----- Selected extract -----

New Year's resolutions for the digital photographer

Follow these resolutions to become a better, smarter, more efficient photographer in 2010.

Happy New Year! Given my geeky nature, it should come as no surprise that I've been anticipating the arrival of 2010 as The Year We Make Contact. While I don't expect to meet any aliens this year, I did make a few resolutions to improve my photography in case I take some pictures of UFOs nonetheless. While I was at it, I came up with some resolutions for you to consider. Feel free to take a look at my resolutions from 2008 and resolutions from 2007 as well.

Get Organized

Many times, I've implored you to get your photos organized. Just putting them in folders on your computer doesn't count; they're just too hard to find that way. The New Year is a great opportunity to get photo organizer software and use it to tag your pictures using logical keywords, so you can quickly and efficiently zoom in on the photos you need long after you've forgotten what folder they're stored in or what file names you used.

I highly recommend Windows Live Photo Gallery, but there are several other alternatives, like Picasa (which, like Photo Gallery, is free) and the decidedly not-free Adobe Lightroom (US$299).

Get Backed Up

The months ahead might be full of hope and promise, but your computer's hard drive has the potential to fail at any moment. And if it does, do you have a second copy--a backup--of your digital photos and other valuable files?

There are a lot of ways to back up your files. You could buy a Windows Home Server like the HP MediaSmart, which automatically backs up all the files on all the computers in your home every night. A more modest solution is to install a second hard drive--either internally in your PC or externally via USB--and use backup software to archive your stuff on a regular basis.

Whichever way you choose to go, do it soon, before the New Year spirit wears off and you get distracted by the daily grind. Trust me: You don't want to lose all your photos due to a hardware failure.

----- Listing -----

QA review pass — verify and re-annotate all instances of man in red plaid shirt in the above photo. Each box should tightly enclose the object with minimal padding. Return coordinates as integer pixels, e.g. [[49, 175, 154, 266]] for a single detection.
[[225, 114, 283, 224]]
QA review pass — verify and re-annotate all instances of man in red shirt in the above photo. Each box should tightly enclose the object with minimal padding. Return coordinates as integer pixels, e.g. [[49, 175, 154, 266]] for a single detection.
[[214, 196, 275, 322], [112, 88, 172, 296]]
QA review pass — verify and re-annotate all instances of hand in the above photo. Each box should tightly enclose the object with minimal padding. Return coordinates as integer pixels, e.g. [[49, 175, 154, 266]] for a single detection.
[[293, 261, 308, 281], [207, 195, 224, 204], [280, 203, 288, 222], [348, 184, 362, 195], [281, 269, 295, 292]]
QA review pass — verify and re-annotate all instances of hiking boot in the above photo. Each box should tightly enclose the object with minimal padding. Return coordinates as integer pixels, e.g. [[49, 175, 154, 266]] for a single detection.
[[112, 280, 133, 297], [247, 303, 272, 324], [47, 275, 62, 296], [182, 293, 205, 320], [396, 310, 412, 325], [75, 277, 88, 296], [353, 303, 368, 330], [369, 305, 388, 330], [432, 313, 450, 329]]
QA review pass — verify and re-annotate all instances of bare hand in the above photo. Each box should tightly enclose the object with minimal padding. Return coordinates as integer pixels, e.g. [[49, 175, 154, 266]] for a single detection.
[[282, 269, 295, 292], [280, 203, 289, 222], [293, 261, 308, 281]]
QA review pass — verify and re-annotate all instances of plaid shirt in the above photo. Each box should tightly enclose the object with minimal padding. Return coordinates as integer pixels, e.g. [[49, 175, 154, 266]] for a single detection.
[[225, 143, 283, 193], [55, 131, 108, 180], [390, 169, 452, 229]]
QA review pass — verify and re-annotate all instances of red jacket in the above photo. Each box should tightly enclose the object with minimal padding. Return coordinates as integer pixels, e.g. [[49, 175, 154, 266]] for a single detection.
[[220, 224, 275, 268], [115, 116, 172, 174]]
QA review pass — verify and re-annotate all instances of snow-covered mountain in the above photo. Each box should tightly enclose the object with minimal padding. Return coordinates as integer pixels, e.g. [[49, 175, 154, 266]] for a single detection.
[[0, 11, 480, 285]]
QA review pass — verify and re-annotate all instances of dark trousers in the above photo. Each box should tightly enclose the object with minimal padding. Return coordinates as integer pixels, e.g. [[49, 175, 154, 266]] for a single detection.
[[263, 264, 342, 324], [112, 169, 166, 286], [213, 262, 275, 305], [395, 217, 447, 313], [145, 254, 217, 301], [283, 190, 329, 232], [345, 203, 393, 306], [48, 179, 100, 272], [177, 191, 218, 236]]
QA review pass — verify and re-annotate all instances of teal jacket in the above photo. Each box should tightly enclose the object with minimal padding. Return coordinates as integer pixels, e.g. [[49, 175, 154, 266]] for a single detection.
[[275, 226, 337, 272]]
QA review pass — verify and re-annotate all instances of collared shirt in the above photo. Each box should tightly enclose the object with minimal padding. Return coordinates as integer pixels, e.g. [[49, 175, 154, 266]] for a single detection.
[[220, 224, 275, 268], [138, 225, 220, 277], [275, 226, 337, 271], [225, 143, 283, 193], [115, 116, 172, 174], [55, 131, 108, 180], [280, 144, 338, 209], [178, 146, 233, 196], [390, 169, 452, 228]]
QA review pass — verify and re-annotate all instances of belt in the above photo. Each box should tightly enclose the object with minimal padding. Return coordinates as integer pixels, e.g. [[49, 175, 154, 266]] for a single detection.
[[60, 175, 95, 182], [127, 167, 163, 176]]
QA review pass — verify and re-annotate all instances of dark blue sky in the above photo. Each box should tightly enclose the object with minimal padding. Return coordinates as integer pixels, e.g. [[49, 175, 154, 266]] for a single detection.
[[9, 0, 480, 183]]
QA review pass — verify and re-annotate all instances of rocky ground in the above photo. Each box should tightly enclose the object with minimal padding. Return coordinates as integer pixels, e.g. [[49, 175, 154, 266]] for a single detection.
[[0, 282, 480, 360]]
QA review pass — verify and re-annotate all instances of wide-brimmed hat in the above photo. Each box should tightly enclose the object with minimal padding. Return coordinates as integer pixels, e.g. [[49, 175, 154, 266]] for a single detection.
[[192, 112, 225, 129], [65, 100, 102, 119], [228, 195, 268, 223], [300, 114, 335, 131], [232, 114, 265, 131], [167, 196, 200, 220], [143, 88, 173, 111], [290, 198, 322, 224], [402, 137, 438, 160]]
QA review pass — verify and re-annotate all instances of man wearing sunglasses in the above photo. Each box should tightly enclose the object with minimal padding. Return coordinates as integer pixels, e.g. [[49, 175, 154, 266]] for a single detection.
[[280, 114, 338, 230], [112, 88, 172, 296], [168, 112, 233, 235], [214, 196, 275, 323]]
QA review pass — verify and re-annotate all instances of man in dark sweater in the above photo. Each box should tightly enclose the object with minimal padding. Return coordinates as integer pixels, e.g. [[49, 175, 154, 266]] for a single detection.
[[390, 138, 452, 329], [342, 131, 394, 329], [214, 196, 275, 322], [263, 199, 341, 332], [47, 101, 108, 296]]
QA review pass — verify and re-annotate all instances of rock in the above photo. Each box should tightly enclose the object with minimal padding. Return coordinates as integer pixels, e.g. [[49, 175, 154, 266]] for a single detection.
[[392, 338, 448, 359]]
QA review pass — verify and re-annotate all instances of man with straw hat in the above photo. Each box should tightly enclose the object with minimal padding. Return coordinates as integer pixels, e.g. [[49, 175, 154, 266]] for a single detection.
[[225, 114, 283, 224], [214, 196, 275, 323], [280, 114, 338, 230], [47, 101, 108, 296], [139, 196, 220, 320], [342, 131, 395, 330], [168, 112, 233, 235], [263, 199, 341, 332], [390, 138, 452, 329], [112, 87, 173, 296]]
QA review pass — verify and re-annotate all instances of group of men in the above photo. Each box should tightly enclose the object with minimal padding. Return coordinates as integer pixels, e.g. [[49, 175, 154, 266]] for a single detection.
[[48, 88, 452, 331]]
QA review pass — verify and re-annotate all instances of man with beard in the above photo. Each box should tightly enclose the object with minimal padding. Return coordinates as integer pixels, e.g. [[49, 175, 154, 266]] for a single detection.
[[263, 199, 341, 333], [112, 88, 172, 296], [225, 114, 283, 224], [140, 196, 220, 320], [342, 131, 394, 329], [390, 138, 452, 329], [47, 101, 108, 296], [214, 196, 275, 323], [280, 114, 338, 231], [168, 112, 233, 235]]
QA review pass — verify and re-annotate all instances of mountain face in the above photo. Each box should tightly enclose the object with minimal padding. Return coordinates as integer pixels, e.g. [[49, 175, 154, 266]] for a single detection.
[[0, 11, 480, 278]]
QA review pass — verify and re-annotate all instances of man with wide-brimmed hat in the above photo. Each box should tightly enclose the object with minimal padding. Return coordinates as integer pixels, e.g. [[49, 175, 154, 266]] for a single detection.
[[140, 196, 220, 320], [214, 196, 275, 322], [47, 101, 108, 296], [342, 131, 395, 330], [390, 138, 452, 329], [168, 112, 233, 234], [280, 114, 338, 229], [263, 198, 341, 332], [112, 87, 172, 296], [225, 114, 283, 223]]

-----

### What is asked
**A.** According to the New Year's resolutions article for photographers, how much does Adobe Lightroom cost?
**B.** Write the next part of the New Year's resolutions article for photographers, picking up after its last sentence.

### Task results
**A.** US$299.

**B.**
Upgrade to a Better Photo Editor

What do you use to edit your digital photos? Perhaps you're already using a fairly recent version of a full-featured photo editor, and you're happy with it. If so, that's fine. But if you're still using version 3 of a program that's now up to version 14, a trial version of something that came with a digital camera you bought in 2001, or Microsoft Paint, then perhaps it's time to step up.

Half the fun of digital photography is the ability to edit and enhance your photos after they make the short trip from your camera to your computer. You should be able to easily crop, color correct, adjust exposure, and combine photos with other photos. If you can't, you're missing out. Try the latest version of Adobe Photoshop Elements, Corel Paint Shop Pro, or Adobe Lightroom. Or, if you prefer free, GIMP is an excellent open-source alternative.

Learn Something New

You read Digital Focus, right? How often do you try any of the techniques I describe? If you haven't tried to apply any new digital photo tricks to your own images in a while, resolve right now to try your hand at a few new things this year.

I highly suggest trying to make a High Dynamic Range photo, which combines several images into one shot that captures a deeper range of colors than your camera is capable of doing on its own. Or generate a panorama from a series of photos. You can browse the Digital Focus archives in search of something that catches your eye.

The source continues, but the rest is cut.